A partir de esta cristología, se cae directamente en el horizontalismo. Dado que profesamos “un solo Dios, el Padre”, dice, “no es posible” invocarlo sin reconocer como hermanos a todos los hombres y mujeres, independientemente de su religión. Se citó Nostra aetate y se propuso una “fraternidad universal” a la que las religiones deben servir.
Luego llegó el desenlace litúrgico. Todos los presentes recitaron juntos el Credo Niceno-Constantinopolitano en inglés, sin el Filioque. El momento se captura como el visible “lazo de unidad” entre los cristianos divididos.
Durante siglos, la Iglesia latina consideró el Filioque como una expresión innegociable de la verdad revelada. Florencia enseñó explícitamente que el Espíritu Santo procede del Padre y del Hijo “como de un solo principio” y condenó la negación de dicha doctrina. Ahora, la cláusula se considera “un obstáculo que debe eliminarse” en momentos “ecuménicos” clave. El dogma sobrevive en los libros de texto pero muere en la práctica.
Iglesias “hermanas” y una Pascua común
La declaración conjunta con Bartolomé fue el toque “teológico” al teatro de la semana.
El retrato es claro. Roma y Constantinopla son dos antiguos patriarcados trágicamente distanciados, que ahora buscan reparar la comunión recuperando “el equilibrio de los primeros mil años”. El Vaticano I y Florencia quedan relegados a un segundo plano. Los “obstáculos” ya no son herejías a las que renunciar, sino “cuestiones que históricamente se han considerado divisivas”, ahora encomendadas a la Comisión Internacional Conjunta para el Diálogo Teológico. Se elogió a la Comisión sin decirle a nadie que ciertas doctrinas son innegociables.
La declaración celebró que todos los cristianos hayan celebrado la Pascua el mismo día este año y expresó el deseo de una fecha común estable. Una Pascua común pancristiana se convierte en el “sacramento de la unidad”. La idea de que se requiera una fe común y una sumisión común a Roma nunca surgió.
Atatürk, la Mezquita Azul y lo que no se ve
Si queremos resumir la semana en una sola imagen, vemos a León XIV homenajeando con una corona de flores a Mustafa Kemal Atatürk en su mausoleo.
Luego llegó a la Mezquita Azul. León visitó la Mezquita del Sultán Ahmed, se descalzó, escuchó al muecín explicar el edificio y la oración islámica, y formuló preguntas. El Vaticano describió la visita como “un encuentro recogimiento y escucha atenta, con profundo respeto por el lugar y por la fe de quienes allí se reúnen para orar”.
El mismo “pontífice” que declaró que “Francisco nos acompaña desde el Cielo” ha honrado al padre del secularismo turco moderno y se saltó la mayor iglesia profanada de Oriente. La doctrina es flexible. La historia es plástica. El “ecumenismo” y la “fraternidad” son los bienes supremos.
Vaticano I para ti, opcional para ellos
Para los católicos que todavía creen que el Vaticano I realmente significa lo que dice, la semana en Turquía simplemente confirmó el patrón que ya han trazado.

# Datos proporcionados
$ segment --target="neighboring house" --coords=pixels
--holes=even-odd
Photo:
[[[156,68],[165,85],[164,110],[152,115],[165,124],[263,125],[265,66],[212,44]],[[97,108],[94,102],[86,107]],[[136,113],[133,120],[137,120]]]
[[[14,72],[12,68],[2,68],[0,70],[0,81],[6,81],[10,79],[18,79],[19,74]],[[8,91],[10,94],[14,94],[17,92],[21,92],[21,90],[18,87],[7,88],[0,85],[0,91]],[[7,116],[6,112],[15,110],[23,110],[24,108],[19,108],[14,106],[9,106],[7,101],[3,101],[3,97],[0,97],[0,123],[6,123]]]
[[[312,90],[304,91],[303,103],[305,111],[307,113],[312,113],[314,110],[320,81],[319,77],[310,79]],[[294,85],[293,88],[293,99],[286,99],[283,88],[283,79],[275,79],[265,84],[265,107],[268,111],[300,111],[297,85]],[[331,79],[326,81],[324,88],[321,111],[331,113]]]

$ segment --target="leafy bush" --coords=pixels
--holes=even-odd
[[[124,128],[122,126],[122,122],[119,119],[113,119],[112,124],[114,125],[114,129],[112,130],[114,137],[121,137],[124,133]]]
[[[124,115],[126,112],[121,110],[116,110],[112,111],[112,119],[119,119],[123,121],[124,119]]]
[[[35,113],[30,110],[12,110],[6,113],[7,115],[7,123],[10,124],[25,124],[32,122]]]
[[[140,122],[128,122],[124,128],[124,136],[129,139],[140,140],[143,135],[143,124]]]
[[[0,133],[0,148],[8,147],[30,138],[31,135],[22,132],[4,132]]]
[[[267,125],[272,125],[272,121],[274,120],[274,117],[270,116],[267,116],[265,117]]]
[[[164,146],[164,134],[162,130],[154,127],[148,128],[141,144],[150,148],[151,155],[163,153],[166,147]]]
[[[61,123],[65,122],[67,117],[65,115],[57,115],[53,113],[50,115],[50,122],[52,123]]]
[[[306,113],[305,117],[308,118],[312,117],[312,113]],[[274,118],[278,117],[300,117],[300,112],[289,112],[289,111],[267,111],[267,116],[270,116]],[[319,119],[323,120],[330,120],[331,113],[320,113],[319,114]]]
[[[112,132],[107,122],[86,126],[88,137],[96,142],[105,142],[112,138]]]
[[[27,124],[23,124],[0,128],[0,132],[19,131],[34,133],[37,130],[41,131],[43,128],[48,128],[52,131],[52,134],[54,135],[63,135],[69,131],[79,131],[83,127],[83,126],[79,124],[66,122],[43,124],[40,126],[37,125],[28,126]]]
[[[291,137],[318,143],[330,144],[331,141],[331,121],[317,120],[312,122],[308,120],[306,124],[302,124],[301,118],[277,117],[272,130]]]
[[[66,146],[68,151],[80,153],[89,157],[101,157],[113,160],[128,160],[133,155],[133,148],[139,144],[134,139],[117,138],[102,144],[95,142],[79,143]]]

# Trabajo por realizar
• a. Reúne todas las líneas del listado que contienen la cadena "target" y cópialas sin cambios.
• b. Escribe la continuación del texto sobre el viaje de León XIV a Turquía, a partir de su última oración.

# Respuestas a ejercicios
• a.
$ segment --target="neighboring house" --coords=pixels
$ segment --target="leafy bush" --coords=pixels

• b.
Roma ya no insiste en que los ortodoxos deban aceptar Pastor aeternus. En cambio, ofrece una primacía de honor del primer milenio. El oficio papal se replantea como un “ministerio de escucha” y de “presidencia en caridad”, con la suficiente autoridad para suprimir la antigua Misa, pero demasiado sutil para exigir a los cismáticos que confiesen dogmas definidos por la propia Roma.
Nicea se convirtió en un símbolo de “unidad ecuménica”, no en un punto de encuentro para la verdad. León recitó el Credo, pero no la parte que Oriente rechaza. Firmó una declaración conjunta que habla de “Iglesias hermanas” y fechas comunes de Pascua, no de sumisión a Roma. Visitó una mezquita en “escucha atenta” y depositó una corona de flores en la tumba de Atatürk, evitando Santa Sofía.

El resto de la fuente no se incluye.